Mais l’enfant, nous objectera-t-on, ne sait ni chanter, ni jouer d’un instrument. I1 est techniquement incapable de produire quelque chose de valable et il appartient aux éducateurs de le leur enseigner.

On nous présentait exactement le même argument au début de nos techniques.

Nul ne croyait alors que des petits de la maternelle ou d’un CP puissent exprimer oralement ou par écrit une pensée significative digne d’être notée. Puis l’expérience est venue et l’on admire partout aujourd’hui les textes, les poèmes et les dessins, fruits de cette expression libérée des erreurs scolastiques.

Il en est exactement de même pour les productions musicales. Il suffit aujourd’hui d’entendre une des nombreuses bandes magnétiques produites par les adhérents de notre groupe sonore, ou quelques-uns des disques suivants de réalisation enfantine (1) pour sentir qu’une porte nouvelle a été ouverte vers l’expression des enfants au service de la vraie culture musicale.

Usera-t-on d’instruments de musique ?

Pour éviter à l’enfant de composer et d’imprimer son texte, vous pouvez évidemment lui distribuer une feuille imprimée à la rédaction et au tirage de laquelle il n’aura point participé. Mais ce faisant vous créerez un hiatus qui trouble et déroute. Dans la chaîne de l’expression, un chaînon est escamoté et le mécanisme ne fonctionne plus à notre satisfaction.

Au lieu de donner à l’enfant des outils tout prêts qu’il suffit d’acquérir : pipeau, harmonica, guitare ou piano, nous l’entraînons à préparer lui-même, avec les moyens du bord, les instruments de musique qui lui permettront de créer et de s’exprimer: bouteilles, verres, mirlitons, casseroles, tambours, mandolines et pipeaux réalisés par les enfants eux-mêmes.

On trouvera toutes indications technologiques et techniques sur la recherche et la construction de ces instruments de musique, base du tâtonnement, dans la brochure BT n° 383: Fabrique des instruments de musique.

L’Ariel

Nous avons même réalisé et construit un appareil qui permet le tâtonnement expérimental évolué: l’Ariel (2).

Sur les cordes que comporte l’appareil, et grâce à tout un jeu de chevalets, l’enfant compose, par tâtonnement, sa propre musique, sans lois ni règles.

Les résultats en sont, de l’avis général, excellents.

(1) liste des disques de méthode naturelle: 45 tours longue durée
Éditions CEL, BP 282, Cannes Le disque.       11 F.
1005 Gerbe de chants libres : Joies (enfants de 4 à 8 ans)
(2) L’Ariel, voir pages 12 à 14 de ce dossier.
Écoutez le disque n° 2005 Ariel 63, édité par la CEL.

PROBLÈME COURT 1:
Dans l'extrait sur l'expression musicale des enfants, quelle brochure donne les indications techniques pour construire les instruments de musique ?
PROBLÈME COURT 2:
Ces affirmations concordent-elles avec l'extrait sur l'expression musicale des enfants ? Pour chacune, répondez par oui ou non et citez les mots décisifs de l'extrait.
(a) Les enfants fabriquent eux-mêmes des instruments, comme des mirlitons ou des tambours.
(b) Sur l'Ariel, l'enfant compose sa musique en respectant des règles précises.
(c) Dès le début, tout le monde pensait que les petits de maternelle pouvaient exprimer une pensée significative.
PROBLÈME COURT 3:
Poursuivez l'extrait sur l'expression musicale des enfants à partir de sa dernière phrase.

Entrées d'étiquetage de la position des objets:
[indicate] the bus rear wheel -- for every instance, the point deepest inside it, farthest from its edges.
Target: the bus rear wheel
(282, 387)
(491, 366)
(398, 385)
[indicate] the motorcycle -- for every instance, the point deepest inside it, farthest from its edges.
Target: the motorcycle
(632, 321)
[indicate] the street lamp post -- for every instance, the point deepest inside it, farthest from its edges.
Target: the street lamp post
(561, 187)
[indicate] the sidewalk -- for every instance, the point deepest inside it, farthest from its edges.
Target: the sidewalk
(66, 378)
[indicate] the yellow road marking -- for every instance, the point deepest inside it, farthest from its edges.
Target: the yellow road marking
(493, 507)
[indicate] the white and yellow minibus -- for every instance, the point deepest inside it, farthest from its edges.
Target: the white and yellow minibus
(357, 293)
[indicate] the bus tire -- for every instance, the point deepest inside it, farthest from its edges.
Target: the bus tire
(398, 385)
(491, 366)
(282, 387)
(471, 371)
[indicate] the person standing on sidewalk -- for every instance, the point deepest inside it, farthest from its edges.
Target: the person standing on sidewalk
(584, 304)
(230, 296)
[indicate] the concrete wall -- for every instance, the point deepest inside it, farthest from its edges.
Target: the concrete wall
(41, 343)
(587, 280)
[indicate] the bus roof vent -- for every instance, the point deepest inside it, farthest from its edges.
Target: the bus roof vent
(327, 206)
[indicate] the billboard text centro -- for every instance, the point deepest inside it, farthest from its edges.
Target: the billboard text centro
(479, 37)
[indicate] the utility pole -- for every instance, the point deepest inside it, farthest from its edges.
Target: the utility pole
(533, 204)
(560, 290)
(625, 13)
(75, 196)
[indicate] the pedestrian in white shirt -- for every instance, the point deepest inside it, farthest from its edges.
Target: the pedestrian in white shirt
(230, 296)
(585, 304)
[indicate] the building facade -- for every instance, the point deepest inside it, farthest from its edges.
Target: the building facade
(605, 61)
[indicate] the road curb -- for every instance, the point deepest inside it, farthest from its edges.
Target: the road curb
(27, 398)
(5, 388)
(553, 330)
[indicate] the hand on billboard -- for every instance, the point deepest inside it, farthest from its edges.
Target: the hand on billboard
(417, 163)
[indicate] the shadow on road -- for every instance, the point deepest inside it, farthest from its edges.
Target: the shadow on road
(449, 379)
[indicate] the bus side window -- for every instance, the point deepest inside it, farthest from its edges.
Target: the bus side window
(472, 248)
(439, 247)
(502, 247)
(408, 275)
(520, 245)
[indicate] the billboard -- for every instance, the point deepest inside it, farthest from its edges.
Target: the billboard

RÉPONSE RÉDIGÉE 1:
La brochure BT n° 383 : Fabrique des instruments de musique.

RÉPONSE RÉDIGÉE 2:
(a) Oui : « bouteilles, verres, mirlitons, casseroles, tambours, mandolines et pipeaux réalisés par les enfants eux-mêmes ».
(b) Non : « l’enfant compose, par tâtonnement, sa propre musique, sans lois ni règles ».
(c) Non : « Nul ne croyait alors que des petits de la maternelle ou d’un CP puissent exprimer oralement ou par écrit une pensée significative digne d’être notée ».

RÉPONSE RÉDIGÉE 3:
2003 Les chansons de Gérard (7 ans) Musiques libres
n° 2004 Coucou, opéra à l’école maternelle
Nos comptines
2005 Ariel 63 Chants et musiques libres.

Ce n’est que si l’on a créé soi-même qu’on est sensible à l’œuvre des autres

Ce n’est que lorsqu’on a produit soi-même qu’on est en mesure de s’enrichir de l’expérience des autres.

Si vous avez écrit des poèmes, vous serez sensibles à ce qu’ont produit, sur des thèmes similaires, les poètes passés ou contemporains.

Si l’enfant a créé de la musique il sera alors profondément réceptif à l’œuvre des maîtres.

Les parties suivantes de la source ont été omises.